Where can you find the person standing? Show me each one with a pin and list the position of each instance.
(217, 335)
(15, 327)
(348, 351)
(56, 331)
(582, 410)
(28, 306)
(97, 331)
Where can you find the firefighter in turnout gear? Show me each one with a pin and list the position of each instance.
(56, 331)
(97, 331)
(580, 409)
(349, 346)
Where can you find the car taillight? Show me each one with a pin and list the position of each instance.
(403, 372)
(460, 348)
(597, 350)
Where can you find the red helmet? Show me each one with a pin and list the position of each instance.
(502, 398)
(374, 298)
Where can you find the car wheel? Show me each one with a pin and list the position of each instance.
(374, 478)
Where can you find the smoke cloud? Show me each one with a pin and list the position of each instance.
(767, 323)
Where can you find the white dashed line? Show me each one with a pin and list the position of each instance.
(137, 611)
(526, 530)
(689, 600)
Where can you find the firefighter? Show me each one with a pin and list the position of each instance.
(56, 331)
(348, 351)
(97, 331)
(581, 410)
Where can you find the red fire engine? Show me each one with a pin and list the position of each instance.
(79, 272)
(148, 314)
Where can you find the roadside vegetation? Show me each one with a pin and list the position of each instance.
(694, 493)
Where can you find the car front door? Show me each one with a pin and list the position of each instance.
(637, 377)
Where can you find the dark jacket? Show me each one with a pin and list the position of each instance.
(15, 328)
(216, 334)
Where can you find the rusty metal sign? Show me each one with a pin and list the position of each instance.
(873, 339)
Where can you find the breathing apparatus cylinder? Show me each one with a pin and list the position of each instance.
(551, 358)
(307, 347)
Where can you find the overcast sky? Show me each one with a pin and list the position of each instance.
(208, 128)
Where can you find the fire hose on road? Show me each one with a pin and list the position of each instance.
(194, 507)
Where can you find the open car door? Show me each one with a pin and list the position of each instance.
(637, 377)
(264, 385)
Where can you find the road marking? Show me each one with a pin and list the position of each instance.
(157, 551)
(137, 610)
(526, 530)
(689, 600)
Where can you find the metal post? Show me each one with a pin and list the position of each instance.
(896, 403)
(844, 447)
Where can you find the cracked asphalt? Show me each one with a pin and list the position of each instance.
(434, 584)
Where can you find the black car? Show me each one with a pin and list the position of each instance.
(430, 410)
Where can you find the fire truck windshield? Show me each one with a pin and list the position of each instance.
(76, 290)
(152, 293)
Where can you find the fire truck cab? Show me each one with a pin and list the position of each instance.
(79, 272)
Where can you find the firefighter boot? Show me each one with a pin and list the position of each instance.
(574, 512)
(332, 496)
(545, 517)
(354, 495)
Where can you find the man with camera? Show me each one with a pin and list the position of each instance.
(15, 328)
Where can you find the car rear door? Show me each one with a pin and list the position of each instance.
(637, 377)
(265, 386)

Instructions for the task:
Nothing in the data should be altered; please repeat it exactly.

Response box:
Where can you find the person standing? Show me each one with a pin and list the position of each instance.
(217, 335)
(15, 327)
(348, 351)
(56, 331)
(582, 410)
(28, 306)
(97, 331)
Where can you find the firefighter in turnout gear? Show me each one with a pin and list the position of each instance.
(56, 331)
(97, 331)
(580, 409)
(349, 346)
Where can you find the car taillight? Show me each one with a pin and list the position of each instance.
(403, 372)
(460, 348)
(597, 350)
Where can you find the red helmet? Show me each one with a pin and list the position of each instance.
(502, 398)
(374, 298)
Where can you find the car wheel? Show me each one with a pin and list the position of each instance.
(374, 478)
Where can you find the smoke cloud? Show me each one with a pin and list the position of each instance.
(767, 323)
Where can you find the white dashed line? Show me each one with a pin and list the position of each instance.
(137, 611)
(526, 530)
(689, 600)
Where can you find the firefighter? Show me each one with a pin and list the position of each instance.
(56, 331)
(348, 351)
(97, 331)
(581, 410)
Where can you find the red fire engine? Show me each one with a pin and list the position of each instance.
(79, 272)
(148, 314)
Where can you find the roadside vegetation? Show me each one with a pin and list the position of each instance.
(694, 493)
Where can you find the car front door? Show me each one with a pin and list the position of each instance.
(637, 377)
Where can you find the dark jacket? Show me each one with a pin and list the position of each instance.
(15, 328)
(216, 334)
Where can you find the rusty metal sign? Show me each one with a pin and list the position of each instance.
(873, 339)
Where can you find the breathing apparatus cylinder? Show me each one with a pin and list the position of each instance.
(551, 358)
(307, 347)
Where can you find the overcast sky? Show me each one with a pin and list the position of each instance.
(208, 128)
Where can you find the fire hose on road? Show me each one with a pin and list the position of each instance.
(194, 507)
Where can you find the open car door? Show me each one with a pin and list the position of each instance.
(637, 377)
(264, 385)
Where can you find the road marking? Show me each one with a pin and list the position of each instance.
(157, 551)
(137, 610)
(526, 530)
(689, 600)
Where can you find the metal post? Show me each one with a pin and list the position of each instance.
(896, 403)
(844, 447)
Where can you find the cracked asphalt? Show me each one with a pin and list the position of each instance.
(434, 584)
Where can you find the black car? Show me each one with a pin and list the position of each instance.
(430, 410)
Where can you find the fire truck windshield? Show me each one with a pin and list the position of each instance.
(76, 290)
(152, 293)
Where can you find the fire truck cab? Show me each one with a pin and list the position of each instance.
(79, 272)
Where can you find the firefighter boot? Show me each one with a pin and list the position of each instance.
(574, 512)
(332, 496)
(545, 517)
(354, 495)
Where can you find the man with camera? Show me each one with a pin and list the position of each instance.
(15, 328)
Where can you find the car rear door? Show me each one with a pin and list the position of each instance.
(637, 377)
(265, 386)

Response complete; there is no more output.